ABOUT THIS EXERCISE | Write out the lines below once more, exactly as they appear. Do not include pictures.
::::::
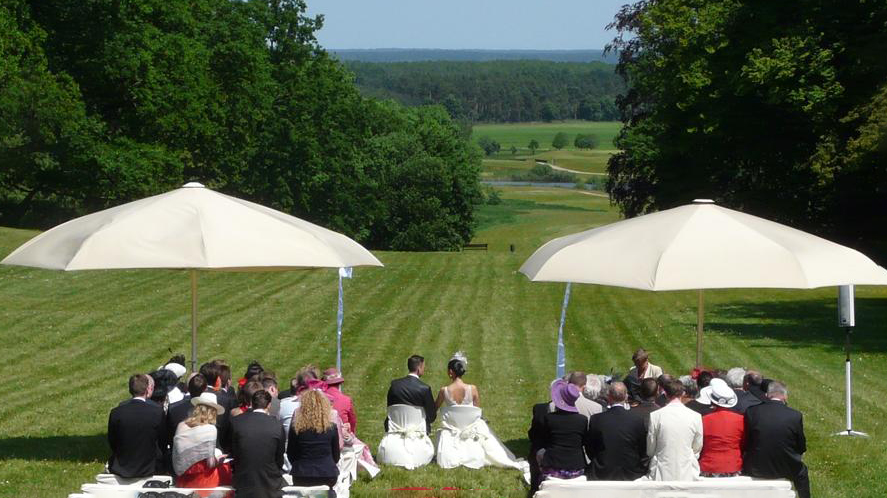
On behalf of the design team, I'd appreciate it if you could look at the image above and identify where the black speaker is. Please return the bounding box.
[838,285,855,328]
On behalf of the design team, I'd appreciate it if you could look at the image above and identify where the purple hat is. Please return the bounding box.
[551,379,580,413]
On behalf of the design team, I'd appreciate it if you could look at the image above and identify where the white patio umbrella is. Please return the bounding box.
[1,182,383,371]
[520,199,887,369]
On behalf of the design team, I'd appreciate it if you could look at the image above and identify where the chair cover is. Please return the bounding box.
[334,441,380,498]
[436,406,486,469]
[534,478,796,498]
[94,474,172,486]
[377,404,434,469]
[281,485,331,497]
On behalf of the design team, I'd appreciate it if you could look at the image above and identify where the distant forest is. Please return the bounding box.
[345,60,623,123]
[331,48,616,63]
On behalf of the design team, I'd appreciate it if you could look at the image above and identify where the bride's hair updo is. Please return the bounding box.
[448,351,468,378]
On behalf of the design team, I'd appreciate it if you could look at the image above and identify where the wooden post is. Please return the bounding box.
[190,270,198,373]
[696,289,704,368]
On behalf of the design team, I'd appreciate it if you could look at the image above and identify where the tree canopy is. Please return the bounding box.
[0,0,482,251]
[607,0,887,255]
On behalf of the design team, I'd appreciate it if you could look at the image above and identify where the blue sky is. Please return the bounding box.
[305,0,629,50]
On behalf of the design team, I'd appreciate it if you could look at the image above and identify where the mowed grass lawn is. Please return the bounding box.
[2,187,887,498]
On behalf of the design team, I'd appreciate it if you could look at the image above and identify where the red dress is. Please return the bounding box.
[176,459,233,495]
[699,407,745,473]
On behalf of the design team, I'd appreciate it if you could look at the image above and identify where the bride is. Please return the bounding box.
[434,352,529,481]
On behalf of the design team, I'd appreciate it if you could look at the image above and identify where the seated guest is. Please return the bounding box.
::::::
ANSWER SECTION |
On behalf of the design team, I'd appreciate it if you could look at the image above and identify where the black speaker is. Please return the bounding box.
[838,285,855,328]
On behalf of the design team, I'd appreciate it if you could look at the image above and identify where the purple hat is. Please return the bounding box.
[551,379,580,413]
On behalf of the design team, I'd appreciate it if you could look at the image above and identify where the white patio umbrella is. Please return the bounding box.
[1,182,383,371]
[520,199,887,369]
On behalf of the design team, I'd appreciate it if you could look at the image above and identify where the chair cover is. Please return the bounding box.
[334,441,380,498]
[436,406,486,469]
[534,478,796,498]
[94,474,172,486]
[377,404,434,469]
[281,485,331,497]
On behalf of the design team, I'd appreciate it if you could look at the image above and identify where the distant forest is. Please return the bounding box.
[345,60,623,123]
[331,48,616,63]
On behalf of the design team, I'd appreciate it if you could look at the image above and identify where the bride's hair updo is. Please return the bounding box.
[448,351,468,378]
On behalf of the design team, I'd appreciate it if you could look at the image above and identify where the wooden post is. Please return the bounding box.
[190,270,198,373]
[696,289,704,368]
On behalf of the design team, I'd appreciate it if you could look at the image above and identify where the tree canopy is. Please return the bounding box.
[0,0,482,251]
[607,0,887,255]
On behalf of the design team, I'd appreciate it if you could look at the image above and identify where the blue sky is. Please return the bounding box.
[305,0,629,50]
On behalf of the design team, I'd appreciate it if you could look at the image above and identify where the mowed grass lawn is. Please return the bounding box.
[2,187,887,498]
On behalf of the design team, I'd appreciate it if you could look at the image above and identify where the red dress is. Please return the bounding box.
[176,459,233,495]
[699,407,745,473]
On behalf of the design team, I'd appreciate it if you could look at the image above and identify where the bride is. Please return the bounding box.
[434,352,529,481]
On behalf of the design team, I'd appreciate it if you could look at the image above and identify where the seated guest is. Please return the bounding box.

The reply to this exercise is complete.